Source text ::

Closed drdhaval2785 closed 8 years ago
Maybe you can regenerate the generated forms?
This file shows 19 cases where the information in the generated forms could not be matched by the current verbdata. I think verbdata may be ahead of generated forms, i.e., generated forms is out of sync with some recent changes in verbdata.
Also, separately, noticed a likely mis-spelling in verbdata: I think verbwithoutanubandha should be
saBAja
rather than samAja
:
saBAja:prItidarSanayoH prItisevanayorityeke:samAja:10:0429:u:sew:स॑भा॑ज॑::::saBAja1_saBAja_curAxiH+MISSING:
@funderburkjim
I would propose thus. You work with current version of generatedforms. Note down the errors. Once you have completed comparision of pysan with SanskritVerb one round, I will regenerate. When I regenerate / do some modification in SanskritVerb algorithm / database, there may be other verbs which may get affected. It is better to do all the corrections and regenerate generatedforms.xml only after one round of corrections are already incorporated. So let us treat generatedforms.xml as version 1. Once your all corrections (based on current version) are incorporated in SanskritVerb / pysan, I will generate a version 2.

Do this ::
How would you say this sentence from the forum thread above in Spanish: "So let us treat generatedforms.xml as version 1."

Given material ::

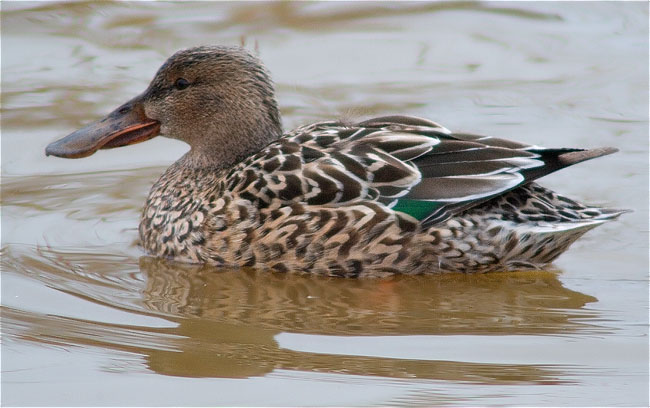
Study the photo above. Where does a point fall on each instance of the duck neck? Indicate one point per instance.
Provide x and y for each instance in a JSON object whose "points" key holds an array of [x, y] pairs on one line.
{"points": [[227, 149]]}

Correct response ::
Así que tratemos generatedforms.xml como la versión 1.